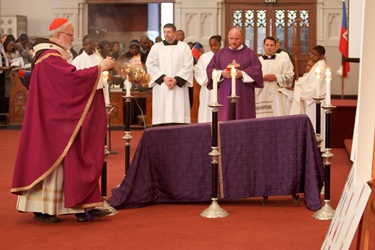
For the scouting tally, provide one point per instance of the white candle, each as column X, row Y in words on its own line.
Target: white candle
column 233, row 73
column 214, row 87
column 317, row 74
column 105, row 88
column 328, row 86
column 128, row 86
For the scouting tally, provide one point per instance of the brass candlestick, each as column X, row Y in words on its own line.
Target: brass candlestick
column 214, row 210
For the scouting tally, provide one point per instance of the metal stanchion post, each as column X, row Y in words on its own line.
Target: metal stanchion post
column 327, row 212
column 233, row 103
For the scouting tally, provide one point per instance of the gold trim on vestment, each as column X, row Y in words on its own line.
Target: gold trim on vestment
column 72, row 138
column 220, row 164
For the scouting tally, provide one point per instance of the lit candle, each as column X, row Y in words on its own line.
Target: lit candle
column 328, row 86
column 128, row 86
column 317, row 74
column 105, row 88
column 105, row 76
column 233, row 73
column 214, row 87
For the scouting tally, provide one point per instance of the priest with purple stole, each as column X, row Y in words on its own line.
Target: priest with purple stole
column 61, row 149
column 248, row 76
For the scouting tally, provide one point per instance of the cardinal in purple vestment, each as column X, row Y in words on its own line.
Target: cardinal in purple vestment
column 63, row 132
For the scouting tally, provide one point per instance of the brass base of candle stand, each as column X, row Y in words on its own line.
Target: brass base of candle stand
column 214, row 210
column 109, row 208
column 325, row 213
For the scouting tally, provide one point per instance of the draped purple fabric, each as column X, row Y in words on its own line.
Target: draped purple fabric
column 270, row 156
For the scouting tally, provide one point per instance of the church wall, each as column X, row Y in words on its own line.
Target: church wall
column 199, row 19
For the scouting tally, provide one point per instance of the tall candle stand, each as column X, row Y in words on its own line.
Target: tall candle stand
column 318, row 136
column 127, row 137
column 104, row 172
column 327, row 212
column 214, row 210
column 233, row 104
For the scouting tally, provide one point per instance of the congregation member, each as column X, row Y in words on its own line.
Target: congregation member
column 305, row 88
column 134, row 55
column 248, row 75
column 104, row 48
column 277, row 73
column 115, row 50
column 22, row 45
column 180, row 35
column 158, row 39
column 170, row 64
column 136, row 59
column 200, row 74
column 144, row 42
column 281, row 51
column 89, row 59
column 4, row 68
column 12, row 55
column 61, row 149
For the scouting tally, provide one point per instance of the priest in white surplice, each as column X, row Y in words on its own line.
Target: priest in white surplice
column 170, row 64
column 277, row 72
column 88, row 58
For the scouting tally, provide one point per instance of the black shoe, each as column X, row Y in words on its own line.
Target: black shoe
column 46, row 218
column 93, row 213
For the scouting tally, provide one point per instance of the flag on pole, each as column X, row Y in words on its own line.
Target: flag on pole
column 196, row 50
column 344, row 46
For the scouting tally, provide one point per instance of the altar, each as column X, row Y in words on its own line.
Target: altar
column 259, row 157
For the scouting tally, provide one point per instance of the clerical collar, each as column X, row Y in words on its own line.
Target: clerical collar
column 167, row 43
column 265, row 57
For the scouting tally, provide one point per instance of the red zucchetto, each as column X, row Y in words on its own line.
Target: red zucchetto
column 57, row 23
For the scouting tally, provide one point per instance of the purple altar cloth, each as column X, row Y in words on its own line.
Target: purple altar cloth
column 260, row 157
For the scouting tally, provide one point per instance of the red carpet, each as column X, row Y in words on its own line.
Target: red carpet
column 279, row 225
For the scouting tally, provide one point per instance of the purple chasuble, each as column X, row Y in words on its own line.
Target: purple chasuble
column 65, row 122
column 249, row 63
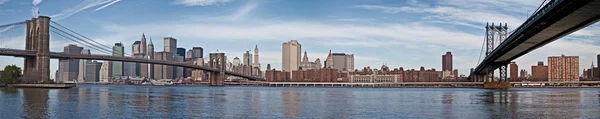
---------------
__TASK PROMPT__
Pictures aside, write out verbatim every line from the first line of the material through the line holding "of the cardinal".

__ANSWER__
For the scouting tally, provide one point per instance of the white candle, each as column X, row Y in words on its own line.
Target: white candle
column 233, row 73
column 214, row 87
column 317, row 74
column 105, row 88
column 328, row 86
column 128, row 86
For the scouting tally, provide one point per instance of the brass candlestick, each as column X, row Y in words on its own line.
Target: brass candlestick
column 214, row 210
For the scouting tally, provide one point per instance of the metal stanchion post, each as column X, row Y in words on its own line.
Target: metal stanchion post
column 327, row 212
column 233, row 103
For the scouting tally, provide one point per instance of the gold trim on vestment, each as column X, row Y in words on its own line.
Target: gold trim on vestment
column 72, row 138
column 220, row 164
For the scouting tally, provide one point per instance of the lit candle, each as column X, row Y in words on its own line.
Target: lit candle
column 328, row 86
column 128, row 86
column 317, row 74
column 105, row 88
column 105, row 76
column 233, row 73
column 214, row 87
For the scouting tally, provide one point per instance of the priest with purple stole, each as column X, row Y in words on its own line.
Target: priest with purple stole
column 61, row 149
column 248, row 76
For the scouting tally, provide one point per instance of the cardinal in purple vestment, each as column X, row Y in words on its own line.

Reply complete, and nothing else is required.